Reading text =>
--------

According to a January 2020 investor fact sheet, Lowe’s has 1728 store locations in the USA, and 249 in Canada.


Home Depot, according to their corporate website, has more than 2200 stores in the USA, Canada, and Mexico.

At this time, Harbor Freight has “1000+” stores in the USA.

There are two Harbor Freight stores closer to me than the nearest Lowe’s store, and a third just beyond that. All this is to say that there are a lot of Harbor Freight stores, and they’re within reach.

Have you been to a Harbor Freight store recently? They’re big, and they’re mostly filled with tools, plus related equipment, accessories, and supplies.

From a numbers standpoint, would it be fair to say that Harbor Freight is more than half the size of Lowe’s, and closing in on half the size of Home Depot? This seems possible, from a number of store locations standpoint.

Since Harbor Freight is a private company, there’s no sales data, information about growth, or details regarding in-store vs. online sales.

Still, we can conclude that 1) Harbor Freight is a large company, and 2) Harbor Freight is a successful company. Companies don’t grow and add retail locations without making money.

Sears used to have the largest tool departments, with huge amounts of floor space committed to Craftsman tools and other brands. That is no longer the case.

Yes, home improvement stores also have a lot of floor space dedicated to tools and related products. But Harbor Freight is all-tools.

To me, this gives Harbor Freight great potential to be a fiercer competitor.

Right now, there’s a lot of chatter about Lowe’s “closing the gap” and catching up to Home Depot. But when it comes to tools, everyone seems to forget that Harbor Freight is an increasingly big player.

While a lot of people scoff about Harbor Freight tool quality – and I can say I used to be in that group – Harbor Freight sells a lot of tools to a lot more people.

I bought a whole lot of Harbor Freight hand and cordless power tools a couple of months ago. Some of them are abysmal, others are quite usable and in fact I might even consider them competitive.

Personally, I think Harbor Freight’s marketing could stand to be shifted a little, but it seems to be working for them. Harbor Freight compares many of their tool offerings against higher priced alternatives, but in a lot of those cases they’re not quite apples to apples comparisons.

It can be said that you don’t go to Harbor Freight for quality, and that you go their for cheap and even disposable tools, but that seems to be truer for critics and not loyal return customers.

Harbor Freight’s Icon hand tools appear to be quite popular. When I asked about Hercules cordless power tools, and when they’d get more in stock, I was told many customers were asking the same questions.

A lot of people are happy with Harbor Freight tools, and continue to buy more.

Harbor Freight has been striving to innovate and not just compete against higher priced tools but build up brands of high quality and strong features.

When a big box home improvement store wants to bring new tools to their stores, they have to make space for them, and there might be other parties involved in the discussion. Harbor Freight doesn’t need to tip-toe around corporate agreements, they can shift things around as they please. I’d think this gives them greater power to deploy new tools and product offerings.

Let’s sum it up:

Harbor Freight has 1000+ stores.

Harbor Freight presumable doesn’t have to make decisions based on corporate agreements with other brands.

Harbor Freight has a huge customer base.

I would presume that many Harbor Freight customers are loyal or at least returning customers.

We need to take them more seriously. I realized this in recent years, but I don’t think a lot of people realize how large and capable Harbor Freight has become as a company.

--------

[Dataset excerpt]

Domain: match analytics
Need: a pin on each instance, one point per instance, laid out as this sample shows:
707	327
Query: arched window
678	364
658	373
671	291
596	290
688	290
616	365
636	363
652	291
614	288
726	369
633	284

--------

Stated goal A => Transcribe the passage from the article on Harbor Freight, starting with "Personally, I think" and going on through "to buy more.".
Stated goal B => Render this sentence from the article on Harbor Freight in Spanish: "A lot of people are happy with Harbor Freight tools, and continue to buy more."

Written reply A =>
Personally, I think Harbor Freight’s marketing could stand to be shifted a little, but it seems to be working for them. Harbor Freight compares many of their tool offerings against higher priced alternatives, but in a lot of those cases they’re not quite apples to apples comparisons.

It can be said that you don’t go to Harbor Freight for quality, and that you go their for cheap and even disposable tools, but that seems to be truer for critics and not loyal return customers.

Harbor Freight’s Icon hand tools appear to be quite popular. When I asked about Hercules cordless power tools, and when they’d get more in stock, I was told many customers were asking the same questions.

A lot of people are happy with Harbor Freight tools, and continue to buy more.

Written reply B => Mucha gente está contenta con las herramientas de Harbor Freight y sigue comprando más.